→ Problem set
**a.** List every school or university named in the article on David Watt below.
**b.** Reproduce verbatim the stretch of the article on David Watt below from "New Zealand cricketer and periodontist (1920–1996)" through "father's dental practice.".

[Opening Text for analysis section]

David Watt

Personal information
- Full name: David Glendenning Watt
- Born: 21 July 1920 Ashburton, Canterbury, New Zealand
- Died: 29 August 1996 (aged 76) Wellington, New Zealand
- Batting: Right-handed

Domestic team information
- 1943/44: Otago

Career statistics
| Competition | First-class |
| Matches | 1 |
| Runs scored | 120 |
| Batting average | 60.00 |
| 100s/50s | 1/0 |
| Top score | 105 |
| Catches/stumpings | 1/– |
- Source: Cricinfo, 5 October 2022

= David Watt (New Zealand cricketer) =

New Zealand cricketer and periodontist (1920–1996)

David Glendenning Watt (21 July 1920 – 29 August 1996) was a New Zealand cricketer and periodontist. In his only first-class match, which he played for Otago in the 1943–44 season, he scored a century.

==Life and career==
Born in Ashburton, where his father was a dentist, David Watt attended Timaru Boys' High School before studying dentistry at the University of Otago. After completing his degree in 1943 he spent a year teaching at the university's medical school before returning to Ashburton and taking over his father's dental practice.

While working at the university and representing the university club in senior Dunedin cricket, Watt was selected to be twelfth man for Otago in a first-class match against Canterbury in Christchurch over the Christmas period in 1943. When one of the Otago players, Bill McDougall, was unable to travel to Christchurch for the match, Watt took his place in the team. He scored 15 in the first innings and 105 in the second; no other Otago batsman in either innings reached 40 in their innings defeat. Otago's only other scheduled first-class match for the season, a return match against Canterbury in Dunedin, could not take place owing to wartime travel restrictions, so Watt was unable to play again for Otago before he returned to Ashburton in mid-1944. While living in Ashburton he played minor inter-provincial cricket for Ashburton County.

After three years practising as a dentist in Ashburton, Watt was awarded a travelling scholarship, the Dunedin Savings Bank Scholarship, and he and his wife went to Canada for three years, where Watt completed a DDS with honours and a BSc at the University of Toronto. He returned to New Zealand to practise as a periodontist, settling in Wellington. He served as secretary of the New Zealand Society of Periodontology, and chairman of the New Zealand Dental Council. In 1977, he was awarded the Queen Elizabeth II Silver Jubilee Medal.

Watt died at Wellington in 1996. He was aged 76. An obituary was published in the 2002 edition of the New Zealand Cricket Almanack.

[Closing Text for analysis section]
[Opening The data section]

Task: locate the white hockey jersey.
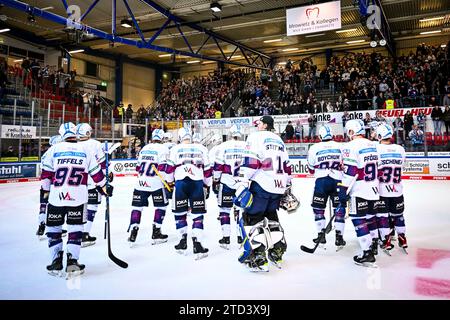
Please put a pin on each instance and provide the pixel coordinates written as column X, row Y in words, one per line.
column 67, row 166
column 390, row 167
column 189, row 160
column 228, row 162
column 152, row 155
column 325, row 159
column 266, row 162
column 360, row 158
column 95, row 148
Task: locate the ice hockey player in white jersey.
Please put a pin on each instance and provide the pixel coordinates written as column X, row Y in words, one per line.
column 65, row 173
column 265, row 175
column 225, row 176
column 44, row 195
column 168, row 140
column 153, row 156
column 324, row 161
column 360, row 186
column 189, row 167
column 94, row 147
column 391, row 204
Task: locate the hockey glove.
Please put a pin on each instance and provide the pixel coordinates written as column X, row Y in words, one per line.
column 343, row 196
column 206, row 190
column 106, row 190
column 44, row 196
column 244, row 198
column 169, row 193
column 110, row 177
column 216, row 186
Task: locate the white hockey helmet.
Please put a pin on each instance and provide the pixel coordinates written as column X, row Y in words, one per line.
column 325, row 133
column 184, row 134
column 84, row 130
column 355, row 125
column 54, row 140
column 67, row 130
column 236, row 130
column 384, row 131
column 197, row 137
column 157, row 134
column 168, row 136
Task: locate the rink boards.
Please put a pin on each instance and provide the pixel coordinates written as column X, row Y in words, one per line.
column 435, row 167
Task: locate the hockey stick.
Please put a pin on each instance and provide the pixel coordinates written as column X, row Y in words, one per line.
column 327, row 228
column 161, row 177
column 116, row 260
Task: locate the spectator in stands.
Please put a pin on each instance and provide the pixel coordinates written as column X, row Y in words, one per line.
column 421, row 118
column 408, row 122
column 390, row 103
column 289, row 131
column 437, row 116
column 298, row 131
column 416, row 137
column 446, row 118
column 312, row 121
column 129, row 112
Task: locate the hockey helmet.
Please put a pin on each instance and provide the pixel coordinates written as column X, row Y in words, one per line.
column 355, row 125
column 54, row 140
column 184, row 134
column 84, row 130
column 289, row 202
column 197, row 137
column 67, row 130
column 157, row 134
column 325, row 133
column 384, row 131
column 236, row 130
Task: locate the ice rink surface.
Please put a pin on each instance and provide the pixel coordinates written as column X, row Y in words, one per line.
column 158, row 272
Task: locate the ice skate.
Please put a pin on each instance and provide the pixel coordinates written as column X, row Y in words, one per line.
column 87, row 240
column 340, row 242
column 133, row 236
column 386, row 245
column 225, row 243
column 199, row 251
column 366, row 260
column 73, row 269
column 182, row 245
column 157, row 236
column 41, row 231
column 402, row 243
column 322, row 239
column 56, row 267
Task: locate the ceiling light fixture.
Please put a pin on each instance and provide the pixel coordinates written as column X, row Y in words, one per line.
column 126, row 23
column 273, row 40
column 431, row 19
column 77, row 51
column 356, row 41
column 216, row 7
column 431, row 32
column 348, row 30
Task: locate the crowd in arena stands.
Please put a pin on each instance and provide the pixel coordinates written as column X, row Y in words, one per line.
column 197, row 97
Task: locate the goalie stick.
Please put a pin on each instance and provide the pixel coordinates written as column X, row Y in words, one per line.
column 327, row 228
column 116, row 260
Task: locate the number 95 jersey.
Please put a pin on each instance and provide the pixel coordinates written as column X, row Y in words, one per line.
column 390, row 166
column 324, row 159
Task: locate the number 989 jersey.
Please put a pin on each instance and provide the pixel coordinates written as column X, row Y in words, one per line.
column 390, row 166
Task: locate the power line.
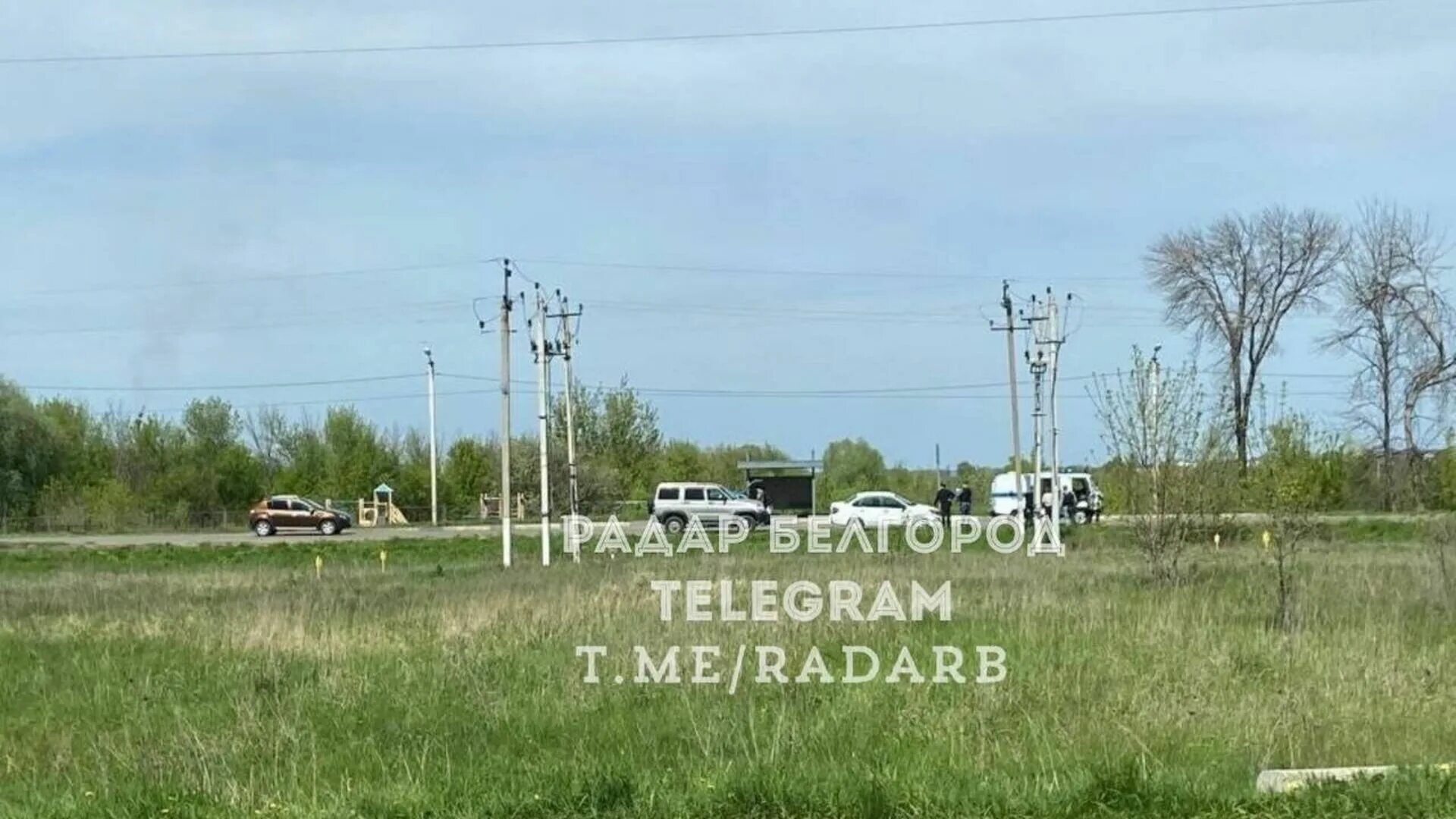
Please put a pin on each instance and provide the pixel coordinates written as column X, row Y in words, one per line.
column 795, row 273
column 599, row 41
column 645, row 391
column 221, row 387
column 673, row 394
column 248, row 279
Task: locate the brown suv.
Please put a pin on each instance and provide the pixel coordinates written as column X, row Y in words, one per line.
column 293, row 512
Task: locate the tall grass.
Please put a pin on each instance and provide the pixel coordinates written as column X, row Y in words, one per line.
column 229, row 681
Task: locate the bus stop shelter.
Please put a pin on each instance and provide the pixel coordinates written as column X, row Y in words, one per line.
column 791, row 484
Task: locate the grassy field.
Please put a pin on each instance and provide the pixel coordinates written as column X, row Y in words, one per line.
column 229, row 681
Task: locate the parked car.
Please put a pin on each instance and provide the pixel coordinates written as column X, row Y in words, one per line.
column 294, row 512
column 674, row 504
column 874, row 507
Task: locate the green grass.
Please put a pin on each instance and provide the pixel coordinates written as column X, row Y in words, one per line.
column 228, row 681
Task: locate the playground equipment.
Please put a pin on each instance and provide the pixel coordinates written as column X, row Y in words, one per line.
column 382, row 510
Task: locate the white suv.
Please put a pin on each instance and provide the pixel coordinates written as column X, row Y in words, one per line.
column 673, row 504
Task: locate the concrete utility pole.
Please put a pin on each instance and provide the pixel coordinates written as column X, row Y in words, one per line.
column 1150, row 428
column 568, row 343
column 435, row 490
column 542, row 388
column 506, row 414
column 1055, row 341
column 1011, row 378
column 1038, row 371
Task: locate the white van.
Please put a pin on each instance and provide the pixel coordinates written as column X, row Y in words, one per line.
column 1087, row 499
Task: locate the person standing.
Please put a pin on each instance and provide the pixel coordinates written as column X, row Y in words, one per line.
column 943, row 502
column 963, row 497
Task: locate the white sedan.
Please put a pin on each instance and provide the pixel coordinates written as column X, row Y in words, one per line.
column 873, row 509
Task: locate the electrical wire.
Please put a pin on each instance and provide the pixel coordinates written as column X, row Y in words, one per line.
column 280, row 276
column 704, row 37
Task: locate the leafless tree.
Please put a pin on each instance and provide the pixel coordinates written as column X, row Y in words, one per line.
column 1237, row 281
column 1394, row 321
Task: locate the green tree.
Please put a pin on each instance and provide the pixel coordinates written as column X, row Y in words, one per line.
column 852, row 465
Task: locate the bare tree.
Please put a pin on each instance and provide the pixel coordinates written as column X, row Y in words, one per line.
column 1237, row 281
column 1392, row 321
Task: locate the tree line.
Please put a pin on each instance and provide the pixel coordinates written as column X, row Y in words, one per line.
column 1237, row 281
column 66, row 464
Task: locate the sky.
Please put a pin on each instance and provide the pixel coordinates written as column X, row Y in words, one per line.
column 800, row 213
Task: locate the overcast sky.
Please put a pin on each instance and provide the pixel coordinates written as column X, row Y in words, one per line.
column 918, row 167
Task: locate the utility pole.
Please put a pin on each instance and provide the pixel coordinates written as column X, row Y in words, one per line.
column 435, row 490
column 506, row 414
column 568, row 341
column 1011, row 376
column 542, row 388
column 1055, row 340
column 1037, row 362
column 1150, row 428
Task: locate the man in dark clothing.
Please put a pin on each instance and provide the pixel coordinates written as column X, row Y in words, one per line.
column 943, row 502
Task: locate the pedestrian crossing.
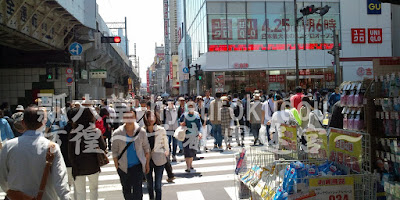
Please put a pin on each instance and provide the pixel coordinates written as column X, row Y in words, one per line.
column 212, row 176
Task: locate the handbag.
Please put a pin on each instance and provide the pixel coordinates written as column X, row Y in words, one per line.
column 102, row 158
column 18, row 195
column 180, row 133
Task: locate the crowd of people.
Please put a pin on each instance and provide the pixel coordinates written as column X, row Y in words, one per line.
column 139, row 132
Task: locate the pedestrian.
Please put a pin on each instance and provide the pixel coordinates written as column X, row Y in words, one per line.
column 158, row 141
column 64, row 138
column 255, row 119
column 281, row 116
column 226, row 118
column 296, row 99
column 191, row 120
column 171, row 124
column 17, row 118
column 238, row 119
column 131, row 155
column 23, row 160
column 105, row 115
column 83, row 154
column 268, row 109
column 215, row 119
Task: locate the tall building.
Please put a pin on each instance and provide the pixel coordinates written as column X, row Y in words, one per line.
column 247, row 45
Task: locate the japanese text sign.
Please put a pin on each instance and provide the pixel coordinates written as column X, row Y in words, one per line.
column 345, row 148
column 374, row 35
column 358, row 35
column 333, row 188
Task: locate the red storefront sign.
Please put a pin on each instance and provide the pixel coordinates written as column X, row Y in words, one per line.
column 374, row 35
column 358, row 35
column 241, row 65
column 171, row 71
column 276, row 78
column 329, row 77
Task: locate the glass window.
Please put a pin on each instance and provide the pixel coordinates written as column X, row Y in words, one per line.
column 238, row 28
column 216, row 8
column 219, row 31
column 290, row 29
column 274, row 25
column 312, row 29
column 256, row 36
column 331, row 22
column 236, row 7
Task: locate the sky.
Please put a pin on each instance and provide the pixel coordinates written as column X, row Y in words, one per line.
column 145, row 25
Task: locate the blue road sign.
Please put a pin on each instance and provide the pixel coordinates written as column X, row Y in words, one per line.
column 75, row 49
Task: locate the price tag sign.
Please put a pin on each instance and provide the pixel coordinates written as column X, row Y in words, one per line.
column 333, row 188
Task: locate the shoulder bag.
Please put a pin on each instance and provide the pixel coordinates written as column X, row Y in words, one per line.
column 18, row 195
column 129, row 144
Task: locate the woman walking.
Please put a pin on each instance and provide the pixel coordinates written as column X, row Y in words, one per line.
column 191, row 120
column 158, row 141
column 131, row 154
column 83, row 153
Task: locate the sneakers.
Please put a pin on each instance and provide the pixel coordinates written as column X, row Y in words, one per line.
column 171, row 180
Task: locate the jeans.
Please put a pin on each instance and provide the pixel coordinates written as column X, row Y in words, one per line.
column 255, row 128
column 217, row 134
column 80, row 186
column 132, row 181
column 174, row 144
column 154, row 184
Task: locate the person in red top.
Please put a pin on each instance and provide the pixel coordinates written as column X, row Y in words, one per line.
column 295, row 100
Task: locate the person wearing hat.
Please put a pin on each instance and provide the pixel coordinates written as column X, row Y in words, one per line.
column 255, row 118
column 226, row 118
column 17, row 118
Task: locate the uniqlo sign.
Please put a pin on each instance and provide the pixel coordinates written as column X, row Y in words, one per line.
column 374, row 35
column 358, row 35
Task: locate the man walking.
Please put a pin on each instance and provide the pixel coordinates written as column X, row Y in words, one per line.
column 30, row 149
column 215, row 119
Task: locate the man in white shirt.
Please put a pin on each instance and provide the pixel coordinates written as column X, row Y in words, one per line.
column 207, row 99
column 23, row 159
column 268, row 108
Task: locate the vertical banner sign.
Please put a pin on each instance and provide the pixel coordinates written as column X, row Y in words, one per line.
column 333, row 188
column 166, row 37
column 357, row 35
column 374, row 35
column 148, row 80
column 219, row 81
column 374, row 7
column 345, row 148
column 171, row 71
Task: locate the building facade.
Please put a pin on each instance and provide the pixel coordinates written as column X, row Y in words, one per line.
column 248, row 45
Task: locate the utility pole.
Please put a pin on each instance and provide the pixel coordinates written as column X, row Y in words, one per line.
column 296, row 41
column 338, row 79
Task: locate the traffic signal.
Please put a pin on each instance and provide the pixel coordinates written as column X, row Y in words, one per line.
column 113, row 39
column 49, row 73
column 324, row 10
column 199, row 75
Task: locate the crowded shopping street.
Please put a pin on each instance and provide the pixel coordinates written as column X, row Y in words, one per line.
column 200, row 100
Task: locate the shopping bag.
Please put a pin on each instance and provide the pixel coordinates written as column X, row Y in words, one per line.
column 180, row 133
column 262, row 134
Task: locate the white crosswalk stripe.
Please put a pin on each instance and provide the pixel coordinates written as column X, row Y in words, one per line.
column 215, row 167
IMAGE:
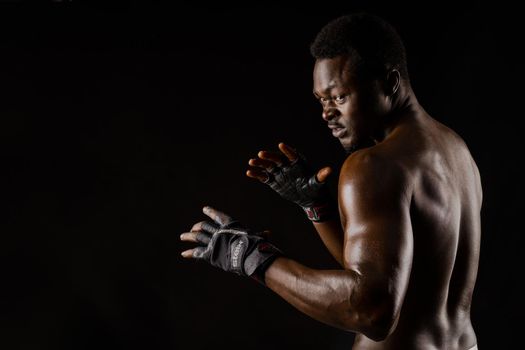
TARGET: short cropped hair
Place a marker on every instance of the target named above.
(372, 44)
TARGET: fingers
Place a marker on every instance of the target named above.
(276, 158)
(205, 226)
(323, 174)
(196, 237)
(288, 151)
(262, 163)
(260, 175)
(195, 253)
(218, 216)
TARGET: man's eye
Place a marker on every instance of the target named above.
(340, 99)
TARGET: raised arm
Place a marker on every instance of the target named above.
(367, 295)
(294, 184)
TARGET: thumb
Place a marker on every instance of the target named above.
(323, 174)
(266, 234)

[Closing The data section]

→ Answers below
**a.** Timaru Boys' High School, the University of Otago, and the University of Toronto.

**b.**
New Zealand cricketer and periodontist (1920–1996)

David Glendenning Watt (21 July 1920 – 29 August 1996) was a New Zealand cricketer and periodontist. In his only first-class match, which he played for Otago in the 1943–44 season, he scored a century.

==Life and career==
Born in Ashburton, where his father was a dentist, David Watt attended Timaru Boys' High School before studying dentistry at the University of Otago. After completing his degree in 1943 he spent a year teaching at the university's medical school before returning to Ashburton and taking over his father's dental practice.